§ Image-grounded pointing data

---*---

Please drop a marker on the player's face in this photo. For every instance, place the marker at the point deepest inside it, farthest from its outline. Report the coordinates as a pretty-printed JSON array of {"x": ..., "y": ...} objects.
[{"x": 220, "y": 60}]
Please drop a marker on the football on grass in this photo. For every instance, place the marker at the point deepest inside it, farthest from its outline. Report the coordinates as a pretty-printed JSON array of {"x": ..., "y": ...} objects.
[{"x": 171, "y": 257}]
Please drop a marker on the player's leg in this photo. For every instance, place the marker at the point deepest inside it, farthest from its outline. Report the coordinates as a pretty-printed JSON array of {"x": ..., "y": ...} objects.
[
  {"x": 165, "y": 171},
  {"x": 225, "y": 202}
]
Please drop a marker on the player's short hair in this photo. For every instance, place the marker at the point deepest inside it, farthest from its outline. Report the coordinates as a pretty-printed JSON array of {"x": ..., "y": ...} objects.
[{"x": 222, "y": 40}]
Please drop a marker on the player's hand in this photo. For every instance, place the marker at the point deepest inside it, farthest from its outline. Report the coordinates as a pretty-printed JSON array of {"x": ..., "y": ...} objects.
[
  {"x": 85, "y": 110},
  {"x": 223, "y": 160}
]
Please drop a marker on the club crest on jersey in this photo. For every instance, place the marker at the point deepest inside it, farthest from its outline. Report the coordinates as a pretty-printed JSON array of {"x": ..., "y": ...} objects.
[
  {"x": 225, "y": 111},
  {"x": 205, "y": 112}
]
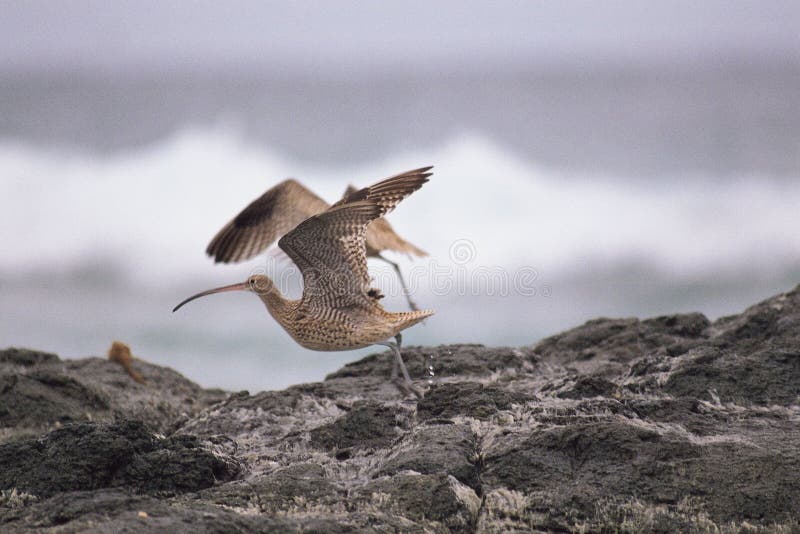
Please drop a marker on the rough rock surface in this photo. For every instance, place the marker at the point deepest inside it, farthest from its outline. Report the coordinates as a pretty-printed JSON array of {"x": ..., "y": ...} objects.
[{"x": 660, "y": 425}]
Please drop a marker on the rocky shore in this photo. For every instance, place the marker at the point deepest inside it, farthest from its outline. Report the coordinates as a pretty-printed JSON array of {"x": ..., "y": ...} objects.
[{"x": 661, "y": 425}]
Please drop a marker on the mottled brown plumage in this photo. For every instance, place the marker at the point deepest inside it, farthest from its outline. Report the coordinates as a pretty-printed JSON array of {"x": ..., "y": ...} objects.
[
  {"x": 283, "y": 207},
  {"x": 338, "y": 309}
]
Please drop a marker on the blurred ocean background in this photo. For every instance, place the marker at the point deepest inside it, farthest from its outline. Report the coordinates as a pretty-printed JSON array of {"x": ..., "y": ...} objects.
[{"x": 631, "y": 160}]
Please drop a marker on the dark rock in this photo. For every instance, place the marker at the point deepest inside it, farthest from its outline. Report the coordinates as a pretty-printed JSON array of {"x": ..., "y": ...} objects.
[
  {"x": 433, "y": 498},
  {"x": 589, "y": 386},
  {"x": 43, "y": 397},
  {"x": 769, "y": 376},
  {"x": 658, "y": 425},
  {"x": 449, "y": 449},
  {"x": 470, "y": 399},
  {"x": 366, "y": 425},
  {"x": 87, "y": 456}
]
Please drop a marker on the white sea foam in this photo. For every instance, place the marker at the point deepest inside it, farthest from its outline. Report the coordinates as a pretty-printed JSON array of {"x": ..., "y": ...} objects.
[
  {"x": 154, "y": 209},
  {"x": 602, "y": 245}
]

---*---

§ Instructions to follow
The entries above should be given again exactly, minus any pictures.

§ Answer for this exercise
Please drop a marker on the player's face in this photo. For every instance, place the marker at the point deepest inside it, farthest from its outline. Report the coordinates as a pretty-printed JSON array of {"x": ..., "y": ...} objects.
[{"x": 220, "y": 60}]
Please drop a marker on the football on grass in this photo. For every instance, place the marker at the point deepest inside it, farthest from its outline. Report the coordinates as a pretty-printed JSON array of {"x": ..., "y": ...} objects.
[{"x": 171, "y": 257}]
Please drop a marker on the player's leg in this photo. For every instance, place the marker at the point deepest inside it, farthest from its outline. Report the coordinates as a pretty-printed JSON array of {"x": ..., "y": ...} objects.
[
  {"x": 165, "y": 171},
  {"x": 225, "y": 202}
]
Please drop a marker on the player's short hair in this photo. For every instance, place the marker at the point deepest inside it, farthest from its outline. Report the coordinates as a pretty-printed JSON array of {"x": ..., "y": ...} objects.
[{"x": 222, "y": 40}]
Please drop a marker on the player's hand in this photo. For every instance, place the marker at the point deepest inside it, farthest from its outline. Report the coordinates as a pretty-printed JSON array of {"x": ..., "y": ...} objects.
[
  {"x": 85, "y": 110},
  {"x": 223, "y": 160}
]
Please drop a marker on the club crest on jersey in this photo. For every instance, place the marker at the point deepest inside it, farthest from its outline. Report the coordinates as a pretty-printed JSON array of {"x": ..., "y": ...} objects.
[
  {"x": 225, "y": 111},
  {"x": 205, "y": 112}
]
Please drop a marker on the rough rock surface in this photo. For every instance, place the marker at the point deepest inside it, farthest from its outline. Report the coordinates as a pretty-printed JSON array of {"x": ..., "y": ...} objects.
[{"x": 660, "y": 425}]
Please drop a marker on the rocky shore in this photo. For every instance, place the marker at the point deepest inside it, farthest from its outline. Report the coordinates as a pretty-printed JSON array of {"x": ..., "y": ...} objects.
[{"x": 661, "y": 425}]
Please drop a marker on the mottled brown plumage in this photo. For every instance, place the marker at the point deepest inside it, farthest from its outline. Report the coordinates as a pretty-printed JSON array of {"x": ..., "y": ...} objects.
[
  {"x": 283, "y": 207},
  {"x": 338, "y": 309}
]
Please drop a marker on the blurred ocean background in this photo. For every instance, place the marker at the point deepest inside it, farthest from its outline. Report the coordinates as a pretty-printed JSON array of {"x": ..., "y": ...} objects.
[{"x": 631, "y": 160}]
Please drop a marker on the dark rock in this photo. For every instance, place the marker at the point deepest inside it, farthest from its outline. Report the coordinates as a pretty-printed JSON array of {"x": ..., "y": ...} objects.
[
  {"x": 433, "y": 498},
  {"x": 589, "y": 386},
  {"x": 43, "y": 397},
  {"x": 769, "y": 376},
  {"x": 658, "y": 425},
  {"x": 449, "y": 449},
  {"x": 470, "y": 399},
  {"x": 366, "y": 425},
  {"x": 87, "y": 456}
]
Please drop a marker on the white sea foam in this photo. For every instance, place the marker at the point deepest inside it, farthest from its outline. Report the coordinates as a pretty-printed JSON array of {"x": ..., "y": ...} objects.
[
  {"x": 154, "y": 209},
  {"x": 602, "y": 245}
]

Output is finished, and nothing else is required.